▶ **Written exercise**
Return the lines of this listing exactly as they appear, without changing anything.

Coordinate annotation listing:
>>>>>
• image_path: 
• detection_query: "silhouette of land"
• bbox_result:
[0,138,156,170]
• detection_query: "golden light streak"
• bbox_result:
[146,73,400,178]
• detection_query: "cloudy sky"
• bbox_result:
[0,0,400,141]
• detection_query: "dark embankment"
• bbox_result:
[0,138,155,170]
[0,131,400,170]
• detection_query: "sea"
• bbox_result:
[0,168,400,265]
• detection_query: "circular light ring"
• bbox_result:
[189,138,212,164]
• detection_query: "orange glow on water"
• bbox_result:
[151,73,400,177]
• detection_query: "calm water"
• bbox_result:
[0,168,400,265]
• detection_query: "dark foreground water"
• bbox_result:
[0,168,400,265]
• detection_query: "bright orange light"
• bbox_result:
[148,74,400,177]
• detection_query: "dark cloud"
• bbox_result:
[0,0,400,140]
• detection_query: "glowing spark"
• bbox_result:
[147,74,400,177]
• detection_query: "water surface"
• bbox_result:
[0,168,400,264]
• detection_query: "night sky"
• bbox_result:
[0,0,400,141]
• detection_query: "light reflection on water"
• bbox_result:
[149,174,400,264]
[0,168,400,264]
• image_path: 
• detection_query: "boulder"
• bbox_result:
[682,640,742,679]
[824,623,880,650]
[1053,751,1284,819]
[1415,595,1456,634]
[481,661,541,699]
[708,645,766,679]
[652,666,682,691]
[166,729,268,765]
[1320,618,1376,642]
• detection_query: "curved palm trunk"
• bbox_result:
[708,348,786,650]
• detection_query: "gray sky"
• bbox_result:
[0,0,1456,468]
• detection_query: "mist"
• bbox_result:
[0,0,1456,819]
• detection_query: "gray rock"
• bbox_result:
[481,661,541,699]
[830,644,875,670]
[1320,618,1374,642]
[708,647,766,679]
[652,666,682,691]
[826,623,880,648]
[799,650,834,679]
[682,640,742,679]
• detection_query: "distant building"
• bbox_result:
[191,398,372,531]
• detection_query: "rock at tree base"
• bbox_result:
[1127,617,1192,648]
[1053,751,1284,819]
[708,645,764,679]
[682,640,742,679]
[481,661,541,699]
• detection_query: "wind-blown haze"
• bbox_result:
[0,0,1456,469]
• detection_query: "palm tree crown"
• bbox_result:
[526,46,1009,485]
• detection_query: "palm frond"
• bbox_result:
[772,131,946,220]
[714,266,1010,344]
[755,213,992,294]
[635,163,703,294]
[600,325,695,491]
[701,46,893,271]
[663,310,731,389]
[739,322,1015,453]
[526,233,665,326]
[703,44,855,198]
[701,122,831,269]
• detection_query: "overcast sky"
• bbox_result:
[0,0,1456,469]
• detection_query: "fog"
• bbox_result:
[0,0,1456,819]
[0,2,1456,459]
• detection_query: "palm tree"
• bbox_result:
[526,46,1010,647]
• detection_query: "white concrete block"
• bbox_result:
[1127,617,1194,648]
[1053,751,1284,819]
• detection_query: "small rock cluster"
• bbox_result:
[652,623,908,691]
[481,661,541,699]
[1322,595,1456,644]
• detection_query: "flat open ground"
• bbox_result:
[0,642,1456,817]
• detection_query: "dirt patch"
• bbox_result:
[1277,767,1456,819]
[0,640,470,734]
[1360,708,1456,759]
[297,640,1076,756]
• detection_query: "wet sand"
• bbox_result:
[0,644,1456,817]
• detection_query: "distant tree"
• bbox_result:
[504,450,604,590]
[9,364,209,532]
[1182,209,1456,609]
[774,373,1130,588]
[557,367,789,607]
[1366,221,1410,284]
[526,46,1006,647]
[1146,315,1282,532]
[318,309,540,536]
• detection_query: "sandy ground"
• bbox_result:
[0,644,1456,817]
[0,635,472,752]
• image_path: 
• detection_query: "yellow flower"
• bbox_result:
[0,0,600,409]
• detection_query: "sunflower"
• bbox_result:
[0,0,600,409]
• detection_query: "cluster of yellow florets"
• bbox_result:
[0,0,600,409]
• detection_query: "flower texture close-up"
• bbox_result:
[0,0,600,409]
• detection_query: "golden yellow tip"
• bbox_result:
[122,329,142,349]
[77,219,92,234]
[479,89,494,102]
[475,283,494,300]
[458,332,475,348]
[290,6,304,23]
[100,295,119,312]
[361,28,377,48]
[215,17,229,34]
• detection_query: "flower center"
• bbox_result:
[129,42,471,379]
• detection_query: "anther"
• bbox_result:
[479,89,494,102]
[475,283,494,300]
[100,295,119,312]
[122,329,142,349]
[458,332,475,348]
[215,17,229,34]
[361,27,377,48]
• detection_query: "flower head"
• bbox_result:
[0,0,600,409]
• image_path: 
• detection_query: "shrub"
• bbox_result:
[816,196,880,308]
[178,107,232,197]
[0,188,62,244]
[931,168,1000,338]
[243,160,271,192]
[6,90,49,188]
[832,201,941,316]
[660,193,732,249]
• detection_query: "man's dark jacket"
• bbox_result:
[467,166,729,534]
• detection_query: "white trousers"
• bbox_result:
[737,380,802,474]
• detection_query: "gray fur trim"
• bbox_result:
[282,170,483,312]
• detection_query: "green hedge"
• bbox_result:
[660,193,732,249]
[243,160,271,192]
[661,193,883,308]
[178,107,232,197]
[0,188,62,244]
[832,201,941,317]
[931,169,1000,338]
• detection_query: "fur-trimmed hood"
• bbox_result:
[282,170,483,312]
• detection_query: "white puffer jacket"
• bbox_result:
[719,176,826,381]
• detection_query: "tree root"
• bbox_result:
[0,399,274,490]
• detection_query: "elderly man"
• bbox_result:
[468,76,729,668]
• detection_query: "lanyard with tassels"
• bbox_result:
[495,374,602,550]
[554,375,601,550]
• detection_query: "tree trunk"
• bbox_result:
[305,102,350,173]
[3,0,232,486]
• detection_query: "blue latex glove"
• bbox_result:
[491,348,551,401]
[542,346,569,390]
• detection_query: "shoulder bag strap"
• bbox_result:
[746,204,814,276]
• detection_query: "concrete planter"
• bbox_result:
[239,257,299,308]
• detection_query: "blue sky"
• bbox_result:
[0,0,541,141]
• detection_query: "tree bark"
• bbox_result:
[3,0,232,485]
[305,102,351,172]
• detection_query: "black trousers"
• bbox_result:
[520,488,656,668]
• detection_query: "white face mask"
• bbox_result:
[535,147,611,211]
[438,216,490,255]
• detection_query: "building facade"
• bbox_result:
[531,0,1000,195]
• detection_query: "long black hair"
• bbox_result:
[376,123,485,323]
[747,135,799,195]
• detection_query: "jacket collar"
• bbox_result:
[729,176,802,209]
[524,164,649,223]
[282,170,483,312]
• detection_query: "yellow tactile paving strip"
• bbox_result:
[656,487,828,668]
<<<<<
▶ **Response below**
• image_path: 
• detection_query: "silhouette of land"
• bbox_result:
[0,138,156,170]
• detection_query: "golden light streak"
• bbox_result:
[146,73,400,178]
• detection_query: "cloudy sky"
• bbox_result:
[0,0,400,141]
• detection_query: "dark embankment"
• bbox_result:
[0,138,155,170]
[0,131,400,170]
• detection_query: "sea"
• bbox_result:
[0,168,400,265]
• detection_query: "circular light ring"
• bbox_result:
[189,138,212,164]
• detection_query: "orange glow on water"
• bbox_result:
[151,73,400,177]
• detection_query: "calm water"
• bbox_result:
[0,168,400,265]
• detection_query: "dark foreground water"
• bbox_result:
[0,168,400,265]
• detection_query: "bright orange light"
• bbox_result:
[148,74,400,177]
• detection_query: "dark cloud"
• bbox_result:
[0,0,400,140]
• detection_query: "glowing spark"
• bbox_result:
[147,74,400,177]
• detection_query: "water surface"
• bbox_result:
[0,168,400,264]
• detection_query: "night sky"
• bbox_result:
[0,0,400,141]
• detection_query: "light reflection on water"
• bbox_result:
[149,174,400,264]
[0,168,400,264]
• image_path: 
• detection_query: "boulder"
• bbox_result:
[682,640,742,679]
[824,623,880,650]
[1053,751,1284,819]
[1415,595,1456,634]
[481,661,541,699]
[708,645,766,679]
[652,666,682,691]
[166,729,268,765]
[1320,618,1376,642]
• detection_query: "curved palm trunk"
• bbox_result:
[708,348,786,650]
• detection_query: "gray sky"
• bbox_result:
[0,0,1456,468]
• detection_query: "mist"
• bbox_result:
[0,0,1456,819]
• detection_query: "gray rock"
• bbox_result:
[481,661,541,699]
[830,644,875,670]
[1320,618,1374,642]
[708,647,766,679]
[652,666,682,691]
[826,623,880,648]
[799,650,834,679]
[682,640,742,679]
• detection_query: "distant building"
• bbox_result:
[191,398,372,531]
• detection_query: "rock at tree base"
• bbox_result:
[1127,617,1192,648]
[1053,751,1284,819]
[708,645,764,679]
[682,640,742,679]
[481,661,541,699]
• detection_query: "wind-blown haze"
• bbox_result:
[0,0,1456,469]
• detection_query: "palm tree crown"
• bbox_result:
[526,46,1009,485]
• detection_query: "palm frond"
• bbox_result:
[772,131,946,220]
[714,266,1010,344]
[755,213,992,294]
[635,163,703,294]
[600,325,695,491]
[701,46,893,271]
[663,310,731,389]
[739,322,1015,453]
[526,233,665,326]
[703,44,855,198]
[701,122,831,269]
• detection_query: "overcast sky"
• bbox_result:
[0,0,1456,469]
• detection_query: "fog"
• bbox_result:
[0,0,1456,819]
[0,2,1456,459]
• detection_query: "palm tree"
• bbox_result:
[526,46,1010,647]
• detection_query: "white concrete block"
• bbox_result:
[1127,617,1194,648]
[1053,751,1284,819]
• detection_query: "small rock cluster"
• bbox_result:
[652,623,908,691]
[481,661,541,699]
[1322,595,1456,644]
• detection_query: "flat open ground"
• bbox_result:
[0,642,1456,817]
• detection_query: "dirt patch"
• bbox_result:
[1277,767,1456,819]
[0,640,470,734]
[1360,708,1456,759]
[297,640,1076,756]
• detection_query: "wet sand"
• bbox_result:
[0,644,1456,817]
• detection_query: "distant tree"
• bbox_result:
[504,450,604,590]
[9,364,209,532]
[1182,209,1456,609]
[774,373,1130,588]
[557,367,789,607]
[1366,221,1410,284]
[526,46,1006,647]
[1146,315,1282,532]
[318,309,540,536]
• detection_query: "sandy ground"
• bbox_result:
[0,644,1456,817]
[0,635,472,752]
• image_path: 
• detection_query: "yellow flower"
• bbox_result:
[0,0,600,409]
• detection_query: "sunflower"
• bbox_result:
[0,0,600,409]
• detection_query: "cluster of yellow florets"
• bbox_result:
[0,0,600,409]
• detection_query: "flower texture close-up"
• bbox_result:
[0,0,600,409]
• detection_query: "golden yellow tip"
• bbox_result:
[122,329,142,349]
[77,219,92,234]
[479,89,494,102]
[475,283,494,300]
[458,332,475,348]
[290,6,304,23]
[100,295,119,312]
[361,28,377,48]
[215,17,229,34]
• detection_query: "flower center"
• bbox_result:
[129,42,471,379]
• detection_query: "anther"
• bbox_result:
[479,89,494,102]
[475,283,494,300]
[100,295,119,312]
[122,329,142,349]
[458,332,475,348]
[215,17,229,34]
[361,27,377,48]
• detection_query: "flower head"
• bbox_result:
[0,0,600,409]
• image_path: 
• detection_query: "shrub"
• bbox_result:
[816,196,880,308]
[178,107,232,197]
[0,188,62,244]
[931,168,1000,338]
[243,160,271,192]
[6,90,49,188]
[832,201,941,316]
[660,193,732,249]
• detection_query: "man's dark jacket"
• bbox_result:
[467,166,729,534]
• detection_query: "white trousers"
• bbox_result:
[737,380,802,474]
• detection_query: "gray fur trim"
• bbox_result:
[282,170,483,312]
• detection_query: "green hedge"
• bbox_result:
[660,193,732,249]
[243,160,271,192]
[661,193,883,308]
[178,107,232,197]
[0,188,62,244]
[832,201,941,317]
[931,169,1000,338]
• detection_query: "fur-trimmed hood"
• bbox_result:
[282,170,483,312]
• detection_query: "white puffer jacket"
• bbox_result:
[719,176,826,381]
• detection_query: "tree root"
• bbox_result:
[0,399,274,490]
• detection_query: "elderly man"
• bbox_result:
[468,76,729,668]
• detection_query: "lanyard with tassels"
• bbox_result:
[495,374,602,550]
[554,375,601,550]
• detection_query: "tree trunk"
• bbox_result:
[305,102,350,173]
[3,0,232,486]
• detection_query: "blue latex glove"
• bbox_result:
[491,348,551,401]
[542,346,569,390]
• detection_query: "shoulder bag strap"
• bbox_result:
[746,204,814,276]
• detection_query: "concrete planter"
• bbox_result:
[239,257,299,308]
• detection_query: "blue sky"
• bbox_result:
[0,0,541,141]
• detection_query: "tree bark"
• bbox_result:
[3,0,232,485]
[305,102,351,172]
• detection_query: "black trousers"
• bbox_result:
[520,488,656,668]
• detection_query: "white face mask"
• bbox_result:
[535,147,611,211]
[438,216,490,255]
• detection_query: "building facade"
• bbox_result:
[531,0,1000,195]
• detection_query: "long black hair"
• bbox_result:
[376,123,485,323]
[747,135,799,195]
• detection_query: "jacket collar"
• bbox_result:
[729,176,802,209]
[524,164,649,223]
[282,170,483,312]
• detection_query: "yellow tactile paving strip"
• bbox_result:
[656,487,828,668]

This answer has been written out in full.